Natural language region descriptions
########################################

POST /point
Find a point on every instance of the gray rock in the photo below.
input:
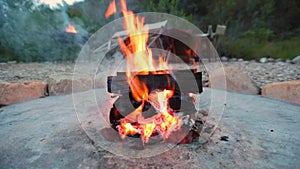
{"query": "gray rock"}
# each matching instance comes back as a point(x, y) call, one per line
point(224, 59)
point(288, 61)
point(11, 93)
point(233, 59)
point(270, 60)
point(45, 133)
point(287, 91)
point(66, 83)
point(296, 60)
point(236, 80)
point(263, 60)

########################################

Filter the data above, keeping only lines that include the string "gray".

▶ _Your response_
Find a point on every instance of the gray rock in the photo below.
{"query": "gray rock"}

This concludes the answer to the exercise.